Podany fragment >>
Największe działa III Rzeszy

Po prawie trzynastu latach, gdy ("Odkrywca" nr 6 z grudnia 1998) krótko pisaliśmy o tej niezwykłej budowli, wracamy w okolice Darłowa. Bliżej zainteresujemy się nie tylko pobudzającym wyobraźnię wczasowiczów "chińskim murem", ale także największymi działami hitlerowskich Niemiec, które pod osłoną tegoż muru oddały próbne strzały. Drobny fragment jednego z tych dział kilka lat temu znaleziono w Saksonii.

Matthias Gluba, inżynier budownictwa z Auerswalde, to znany w okolicach saksońskiego Chemnitz historyk-amator, poszukiwacz skarbów i kolekcjoner materialnych pamiątek z historii tej ziemi. W końcu zainteresował się on też Bursztynową Komnatą. Jesienią 2010 r. zgłosił się do niego człowiek, który rozpytywał o podziemia w Auerswalde, gdzie - jak twierdził przybysz - może być ukryte to XVIII-wieczne arcydzieło sztuki barokowej, w październiku 1941 roku zrabowane przez Niemców z Pałacu Katarzyny w Puszkinie (dawnym Carskim Siole) i przewiezione do Königsbergu. I jak wielu innych poszukiwaczy, Gluba uwierzył, że uda mu się odnaleźć komnatę.

Reklama

Złom to skarb

Kilka lat wcześniej Glubie trafił się inny skarb. Od właściciela posesji przy głównej ulicy Auerswalde usłyszał tylko: "Możesz sobie to zabrać". Właściciel dodał, że ten kawał żelastwa, zakopany w ogrodzie na tyłach domu, nie jest mu do niczego potrzebny. Po jego wykopaniu czterech mężczyzn przeniosło ważący ok. 200 kg skarb do samochodu. Saksońska prasa nazwała ten kawał żelastwa o rozmiarach około 80 × 40 cm "historycznym złomem". "Co w nim od razu rzuca się w oczy, to rowki o grubości palca. To jest część od zamka bagnetowego - powiedział nam Matthias Gluba" - pisał Jörg Marschner na łamach "Sächsische Zeitung" 5 IV 2007 r. w publikacji zatytułowanej "Historyczny złom w skalnym ogrodzie". Ogromny więc to musiał być zamek, a broń pasująca do niego wręcz gigantycznych rozmiarów, przy której małymi wydają się nawet filmowe działa z Nawarony...

Podane wiersze >>

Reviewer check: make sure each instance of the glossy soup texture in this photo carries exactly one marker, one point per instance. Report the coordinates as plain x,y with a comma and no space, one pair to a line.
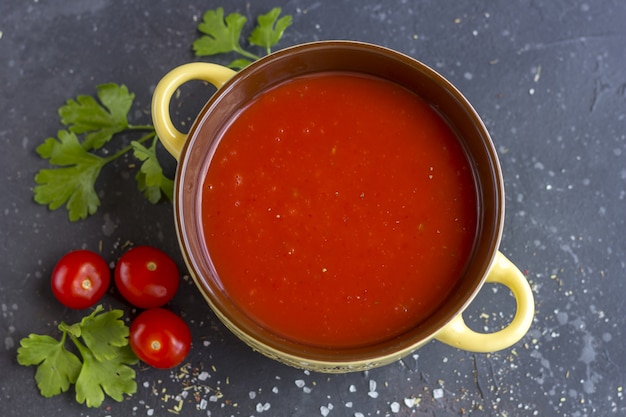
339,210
* * *
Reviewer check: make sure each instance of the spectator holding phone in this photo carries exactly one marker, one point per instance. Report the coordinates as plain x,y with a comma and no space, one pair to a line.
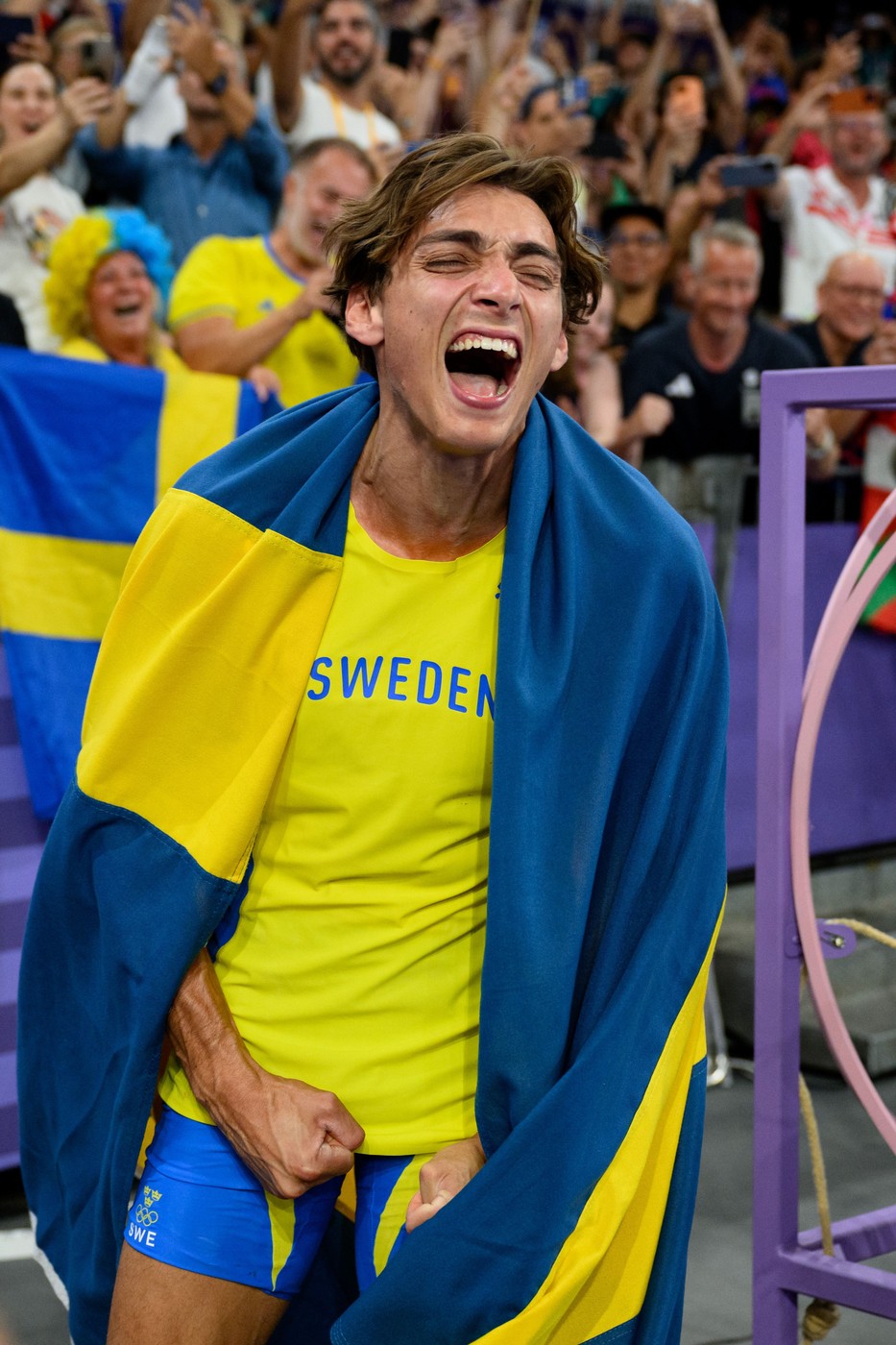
* * *
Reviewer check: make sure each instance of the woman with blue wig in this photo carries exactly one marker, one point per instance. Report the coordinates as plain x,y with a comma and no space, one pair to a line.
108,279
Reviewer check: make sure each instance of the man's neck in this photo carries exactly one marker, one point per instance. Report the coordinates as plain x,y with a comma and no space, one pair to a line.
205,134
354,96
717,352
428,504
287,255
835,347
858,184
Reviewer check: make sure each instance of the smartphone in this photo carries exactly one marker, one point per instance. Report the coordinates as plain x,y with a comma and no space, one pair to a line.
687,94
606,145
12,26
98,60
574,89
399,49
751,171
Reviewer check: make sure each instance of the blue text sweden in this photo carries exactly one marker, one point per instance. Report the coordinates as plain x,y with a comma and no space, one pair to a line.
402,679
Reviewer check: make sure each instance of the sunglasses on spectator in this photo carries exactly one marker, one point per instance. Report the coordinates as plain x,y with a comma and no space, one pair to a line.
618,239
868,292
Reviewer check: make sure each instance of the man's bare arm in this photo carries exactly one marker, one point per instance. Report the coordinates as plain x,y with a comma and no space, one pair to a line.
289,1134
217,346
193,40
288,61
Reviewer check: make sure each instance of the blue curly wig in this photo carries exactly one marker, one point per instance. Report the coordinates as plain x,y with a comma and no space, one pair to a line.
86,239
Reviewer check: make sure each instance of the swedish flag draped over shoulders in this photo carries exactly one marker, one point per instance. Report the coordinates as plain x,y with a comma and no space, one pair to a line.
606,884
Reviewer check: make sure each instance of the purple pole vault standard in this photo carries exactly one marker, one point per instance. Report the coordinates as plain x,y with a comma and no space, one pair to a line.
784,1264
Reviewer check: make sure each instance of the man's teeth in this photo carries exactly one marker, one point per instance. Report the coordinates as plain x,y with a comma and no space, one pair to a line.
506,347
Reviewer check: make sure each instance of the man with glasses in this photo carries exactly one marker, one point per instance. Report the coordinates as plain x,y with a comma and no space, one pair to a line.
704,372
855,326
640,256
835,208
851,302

Polecenia do wykonania >>
(1) W tekście o największych działach III Rzeszy przedstaw jako listę akapit zaczynający się od słów „Matthias Gluba, inżynier budownictwa”. Zachowaj jego główne fakty.
(2) Powtórz dosłownie z tekstu o największych działach III Rzeszy część między „Po prawie trzynastu” a „znaleziono w Saksonii.”, łącznie z tymi słowami.

Rozwiązania zadań >>
(1)
- Matthias Gluba jest inżynierem budownictwa z Auerswalde. W okolicach Chemnitz znany jest jako historyk-amator, poszukiwacz skarbów i kolekcjoner pamiątek z historii tej ziemi.
- Zainteresował się też Bursztynową Komnatą.
- Jesienią 2010 r. zgłosił się do niego człowiek, który pytał o podziemia w Auerswalde. Według przybysza mogła tam być ukryta komnata.
- Komnata to XVIII-wieczne arcydzieło sztuki barokowej. W październiku 1941 r. Niemcy zrabowali ją z Pałacu Katarzyny w Puszkinie (dawnym Carskim Siole) i przewieźli do Königsbergu.
- Gluba, jak wielu innych poszukiwaczy, uwierzył, że uda mu się ją odnaleźć.

(2)
Po prawie trzynastu latach, gdy ("Odkrywca" nr 6 z grudnia 1998) krótko pisaliśmy o tej niezwykłej budowli, wracamy w okolice Darłowa. Bliżej zainteresujemy się nie tylko pobudzającym wyobraźnię wczasowiczów "chińskim murem", ale także największymi działami hitlerowskich Niemiec, które pod osłoną tegoż muru oddały próbne strzały. Drobny fragment jednego z tych dział kilka lat temu znaleziono w Saksonii.